Yaojiayuan Zhongxin School education director Ma Ruigang (man, standing) with a language class.jpg
Children of migrant workers attend school in suburban Beijing: Will they have spare beer money in college?

This is one of a series of letters written in the years 2002 to 2006 to a foreign advice columnist at 21st Century, an English newspaper published weekly by the China Daily.

Studious undergraduates from China’s countryside can seldom afford the notebook computers, designer mobile phones and dreams of graduate school that their more moneyed urban peers have counted on for years. Rural parents might have saved up the minimum undergraduate tuition for a child’s entire lifetime, sometimes at the expense of their own health care. No wonder college students from rural China feel intense pressure to repay elders as soon as possible by sending money back to the family from a lucrative career job right out of school. Here’s what can happen when rich and poor classmates go to dinner:

Student letters to a foreign agony uncle

Dear Ralph,

I'm a freshman at a university in Nanjing. Recently, some of my roommates' parents went to see them with a lot of new clothes and food. Then they invited our whole dormitory to have meals. I've attended three such meals. My parents are both (blue-collar) workers, and they hardly have holidays, even during festivals. Besides, my home is not very rich compared to those of my roommates. It would cost a lot for them to come to my university even once. So I didn't slip even a word to my parents. But I do feel guilt, and I hope I can invite my roommates as they have invited me. What can I do?

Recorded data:
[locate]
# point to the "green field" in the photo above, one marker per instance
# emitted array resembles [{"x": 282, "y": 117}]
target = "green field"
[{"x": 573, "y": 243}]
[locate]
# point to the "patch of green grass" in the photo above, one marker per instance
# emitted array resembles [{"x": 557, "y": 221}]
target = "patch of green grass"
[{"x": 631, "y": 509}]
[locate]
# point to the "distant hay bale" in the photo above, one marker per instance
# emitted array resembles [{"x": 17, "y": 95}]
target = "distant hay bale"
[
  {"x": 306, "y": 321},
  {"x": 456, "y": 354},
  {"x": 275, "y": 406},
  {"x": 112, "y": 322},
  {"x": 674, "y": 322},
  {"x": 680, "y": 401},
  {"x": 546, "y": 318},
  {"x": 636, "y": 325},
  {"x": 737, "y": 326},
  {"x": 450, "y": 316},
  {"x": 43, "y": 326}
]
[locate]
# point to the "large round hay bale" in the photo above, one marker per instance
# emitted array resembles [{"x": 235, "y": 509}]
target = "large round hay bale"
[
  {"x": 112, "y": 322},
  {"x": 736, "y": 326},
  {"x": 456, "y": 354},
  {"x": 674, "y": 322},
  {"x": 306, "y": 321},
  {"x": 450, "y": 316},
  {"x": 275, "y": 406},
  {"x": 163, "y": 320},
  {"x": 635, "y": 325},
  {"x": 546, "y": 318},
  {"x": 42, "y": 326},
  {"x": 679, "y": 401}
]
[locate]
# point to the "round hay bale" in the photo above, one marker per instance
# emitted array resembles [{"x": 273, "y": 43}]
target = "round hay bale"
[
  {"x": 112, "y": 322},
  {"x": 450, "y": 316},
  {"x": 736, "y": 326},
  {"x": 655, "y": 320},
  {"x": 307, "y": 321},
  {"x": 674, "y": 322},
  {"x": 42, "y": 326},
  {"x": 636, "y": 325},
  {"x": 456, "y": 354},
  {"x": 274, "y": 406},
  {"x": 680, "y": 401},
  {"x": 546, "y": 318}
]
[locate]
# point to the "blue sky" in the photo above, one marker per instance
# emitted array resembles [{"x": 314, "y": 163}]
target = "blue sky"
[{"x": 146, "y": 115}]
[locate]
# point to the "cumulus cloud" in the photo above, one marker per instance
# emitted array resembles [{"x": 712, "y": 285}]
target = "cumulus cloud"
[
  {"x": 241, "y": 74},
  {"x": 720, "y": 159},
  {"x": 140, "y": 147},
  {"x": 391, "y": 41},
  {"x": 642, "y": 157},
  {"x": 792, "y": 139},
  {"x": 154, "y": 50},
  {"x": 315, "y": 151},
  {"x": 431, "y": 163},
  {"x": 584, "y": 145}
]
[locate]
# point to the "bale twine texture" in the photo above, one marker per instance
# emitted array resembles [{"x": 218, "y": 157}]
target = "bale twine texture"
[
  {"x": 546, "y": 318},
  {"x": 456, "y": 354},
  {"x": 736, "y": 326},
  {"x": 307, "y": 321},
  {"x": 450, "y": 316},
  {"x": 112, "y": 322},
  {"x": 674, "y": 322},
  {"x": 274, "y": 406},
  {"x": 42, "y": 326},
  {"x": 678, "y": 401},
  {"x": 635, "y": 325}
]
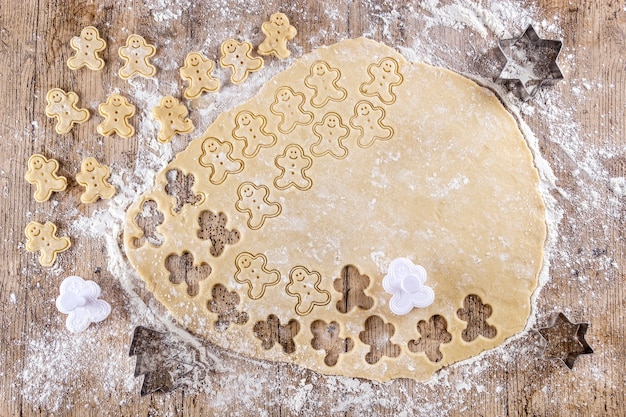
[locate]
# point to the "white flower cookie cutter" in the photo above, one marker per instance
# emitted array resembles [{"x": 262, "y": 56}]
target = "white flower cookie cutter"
[
  {"x": 79, "y": 299},
  {"x": 405, "y": 282}
]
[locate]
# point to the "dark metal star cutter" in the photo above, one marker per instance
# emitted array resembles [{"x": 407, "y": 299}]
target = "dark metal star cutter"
[
  {"x": 530, "y": 63},
  {"x": 565, "y": 341}
]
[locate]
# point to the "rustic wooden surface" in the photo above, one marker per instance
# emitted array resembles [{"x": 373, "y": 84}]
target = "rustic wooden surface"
[{"x": 588, "y": 283}]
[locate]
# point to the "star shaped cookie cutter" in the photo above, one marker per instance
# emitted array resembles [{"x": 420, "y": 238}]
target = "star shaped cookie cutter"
[
  {"x": 530, "y": 63},
  {"x": 564, "y": 340}
]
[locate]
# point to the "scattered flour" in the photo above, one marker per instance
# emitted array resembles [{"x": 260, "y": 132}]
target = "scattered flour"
[
  {"x": 56, "y": 362},
  {"x": 618, "y": 186}
]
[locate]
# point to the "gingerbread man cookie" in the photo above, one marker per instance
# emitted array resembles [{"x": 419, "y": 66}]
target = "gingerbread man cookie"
[
  {"x": 323, "y": 79},
  {"x": 331, "y": 133},
  {"x": 63, "y": 106},
  {"x": 293, "y": 164},
  {"x": 237, "y": 56},
  {"x": 197, "y": 70},
  {"x": 42, "y": 238},
  {"x": 277, "y": 31},
  {"x": 116, "y": 112},
  {"x": 136, "y": 54},
  {"x": 384, "y": 76},
  {"x": 252, "y": 270},
  {"x": 171, "y": 114},
  {"x": 42, "y": 172},
  {"x": 250, "y": 129},
  {"x": 304, "y": 285},
  {"x": 254, "y": 200},
  {"x": 369, "y": 120},
  {"x": 93, "y": 177},
  {"x": 87, "y": 47},
  {"x": 216, "y": 155},
  {"x": 288, "y": 106}
]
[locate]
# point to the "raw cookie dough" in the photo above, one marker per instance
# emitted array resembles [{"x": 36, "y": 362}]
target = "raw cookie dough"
[{"x": 398, "y": 160}]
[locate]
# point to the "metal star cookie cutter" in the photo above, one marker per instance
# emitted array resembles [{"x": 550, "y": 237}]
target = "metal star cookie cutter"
[
  {"x": 564, "y": 340},
  {"x": 530, "y": 63}
]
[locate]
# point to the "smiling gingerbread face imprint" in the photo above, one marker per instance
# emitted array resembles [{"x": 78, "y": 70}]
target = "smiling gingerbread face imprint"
[
  {"x": 63, "y": 107},
  {"x": 251, "y": 129},
  {"x": 87, "y": 47},
  {"x": 331, "y": 134},
  {"x": 369, "y": 121},
  {"x": 384, "y": 77},
  {"x": 289, "y": 106},
  {"x": 197, "y": 71},
  {"x": 323, "y": 79},
  {"x": 137, "y": 54},
  {"x": 304, "y": 197},
  {"x": 277, "y": 32},
  {"x": 238, "y": 57}
]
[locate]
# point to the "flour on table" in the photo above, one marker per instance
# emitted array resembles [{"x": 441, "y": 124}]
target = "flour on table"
[{"x": 54, "y": 352}]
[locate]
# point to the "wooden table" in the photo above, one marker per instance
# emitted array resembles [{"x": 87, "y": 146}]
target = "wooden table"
[{"x": 586, "y": 276}]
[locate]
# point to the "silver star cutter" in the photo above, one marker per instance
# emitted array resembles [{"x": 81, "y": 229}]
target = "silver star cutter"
[{"x": 530, "y": 63}]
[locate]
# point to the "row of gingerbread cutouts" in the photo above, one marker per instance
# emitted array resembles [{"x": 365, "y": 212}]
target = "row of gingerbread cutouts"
[
  {"x": 251, "y": 269},
  {"x": 331, "y": 131},
  {"x": 376, "y": 334},
  {"x": 352, "y": 285}
]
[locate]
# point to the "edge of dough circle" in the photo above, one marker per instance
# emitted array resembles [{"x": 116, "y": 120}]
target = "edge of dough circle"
[{"x": 270, "y": 235}]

■ **Prompt 1**
From the student-letter excerpt, extract the passage starting at "This is one" and ending at "the China Daily.".
■ **Prompt 2**
Do these statements agree with the student-letter excerpt? Answer yes or no for each, quoting the deciding words. (a) The letter writer is a freshman at a university in Nanjing. (b) The newspaper that ran the advice column was published daily. (c) The letter writer told their parents about the roommates' meals.
■ **Prompt 3**
In the student-letter excerpt, how many of the roommates' meals has the letter writer attended?

■ **Exercise result 1**
This is one of a series of letters written in the years 2002 to 2006 to a foreign advice columnist at 21st Century, an English newspaper published weekly by the China Daily.

■ **Exercise result 2**
(a) Yes: "I'm a freshman at a university in Nanjing."
(b) No: "an English newspaper published weekly by the China Daily."
(c) No: "So I didn't slip even a word to my parents."

■ **Exercise result 3**
Three.